• [Task]: Pull out each line of the listing that contains the string "outline".

• [Input for this task]:
########
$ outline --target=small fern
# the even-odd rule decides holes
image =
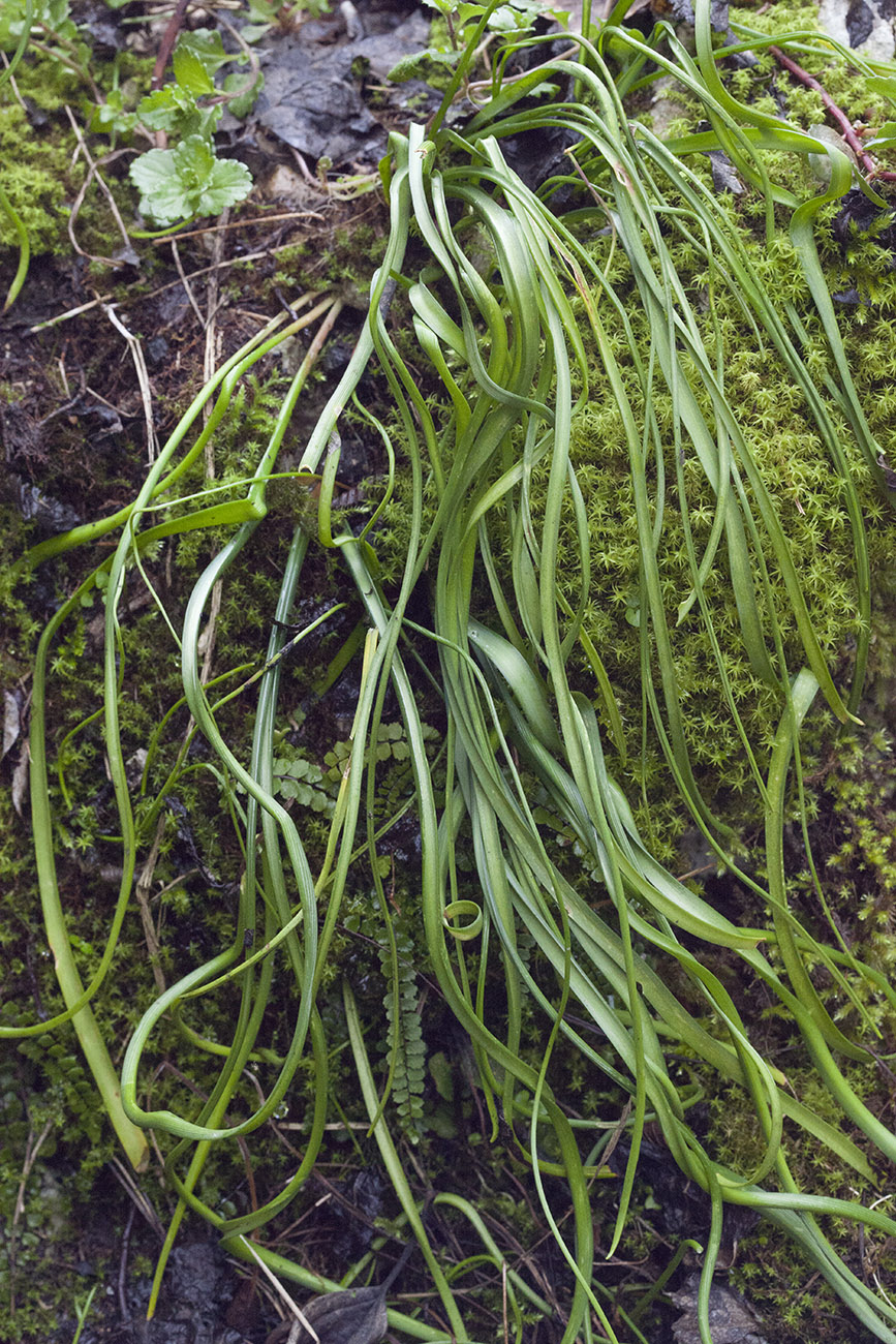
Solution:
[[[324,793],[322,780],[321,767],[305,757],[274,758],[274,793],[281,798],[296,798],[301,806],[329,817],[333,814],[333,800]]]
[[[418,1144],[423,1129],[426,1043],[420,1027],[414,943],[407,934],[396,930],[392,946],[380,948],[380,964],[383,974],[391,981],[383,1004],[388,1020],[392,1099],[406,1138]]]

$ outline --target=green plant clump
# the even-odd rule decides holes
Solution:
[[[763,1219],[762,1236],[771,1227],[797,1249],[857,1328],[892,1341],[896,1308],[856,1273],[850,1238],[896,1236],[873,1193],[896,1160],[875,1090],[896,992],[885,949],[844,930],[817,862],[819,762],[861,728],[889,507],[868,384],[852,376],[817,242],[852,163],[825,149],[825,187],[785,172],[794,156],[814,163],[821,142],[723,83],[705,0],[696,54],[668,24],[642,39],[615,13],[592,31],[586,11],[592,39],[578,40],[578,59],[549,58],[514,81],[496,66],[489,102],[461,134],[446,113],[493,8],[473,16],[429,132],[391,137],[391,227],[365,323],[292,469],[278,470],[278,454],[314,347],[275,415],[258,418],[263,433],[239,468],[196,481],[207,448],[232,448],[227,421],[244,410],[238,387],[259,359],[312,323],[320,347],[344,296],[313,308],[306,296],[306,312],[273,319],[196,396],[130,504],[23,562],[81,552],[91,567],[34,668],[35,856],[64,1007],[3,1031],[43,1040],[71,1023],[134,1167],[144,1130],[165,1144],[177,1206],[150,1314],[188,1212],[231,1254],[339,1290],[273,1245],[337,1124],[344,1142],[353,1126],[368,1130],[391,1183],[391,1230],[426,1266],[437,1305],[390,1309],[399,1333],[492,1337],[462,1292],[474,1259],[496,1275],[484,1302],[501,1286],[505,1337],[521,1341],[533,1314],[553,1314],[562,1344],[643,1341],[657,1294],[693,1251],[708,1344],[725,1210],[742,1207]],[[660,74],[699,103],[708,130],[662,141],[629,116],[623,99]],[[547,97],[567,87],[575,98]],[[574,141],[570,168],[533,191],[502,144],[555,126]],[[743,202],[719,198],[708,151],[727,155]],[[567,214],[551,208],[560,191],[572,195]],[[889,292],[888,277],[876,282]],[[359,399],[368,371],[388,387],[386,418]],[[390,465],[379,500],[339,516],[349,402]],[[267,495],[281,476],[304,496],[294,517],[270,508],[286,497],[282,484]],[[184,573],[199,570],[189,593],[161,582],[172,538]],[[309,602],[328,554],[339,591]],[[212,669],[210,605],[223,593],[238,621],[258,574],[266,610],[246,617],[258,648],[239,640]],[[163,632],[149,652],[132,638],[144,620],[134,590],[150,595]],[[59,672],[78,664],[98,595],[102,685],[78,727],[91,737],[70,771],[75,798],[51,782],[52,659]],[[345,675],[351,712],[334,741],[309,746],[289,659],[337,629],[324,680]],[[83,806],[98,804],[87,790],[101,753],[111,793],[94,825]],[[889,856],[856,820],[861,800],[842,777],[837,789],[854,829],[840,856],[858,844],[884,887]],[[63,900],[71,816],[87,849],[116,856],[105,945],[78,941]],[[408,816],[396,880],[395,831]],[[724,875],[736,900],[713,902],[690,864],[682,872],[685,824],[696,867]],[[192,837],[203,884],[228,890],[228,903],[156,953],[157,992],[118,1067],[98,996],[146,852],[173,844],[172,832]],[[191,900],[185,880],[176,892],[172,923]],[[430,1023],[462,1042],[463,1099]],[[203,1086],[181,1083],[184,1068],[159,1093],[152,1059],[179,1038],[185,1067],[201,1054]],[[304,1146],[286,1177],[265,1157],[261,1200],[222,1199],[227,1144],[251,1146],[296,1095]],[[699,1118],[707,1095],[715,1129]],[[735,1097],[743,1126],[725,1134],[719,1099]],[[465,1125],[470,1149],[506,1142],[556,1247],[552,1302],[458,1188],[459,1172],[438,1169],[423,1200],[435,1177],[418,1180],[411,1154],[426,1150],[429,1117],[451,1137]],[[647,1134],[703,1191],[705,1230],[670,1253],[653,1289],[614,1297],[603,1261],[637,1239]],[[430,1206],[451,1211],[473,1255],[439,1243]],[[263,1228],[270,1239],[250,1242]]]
########
• [The answer]:
$ outline --target=small fern
$ outline --target=green plant clump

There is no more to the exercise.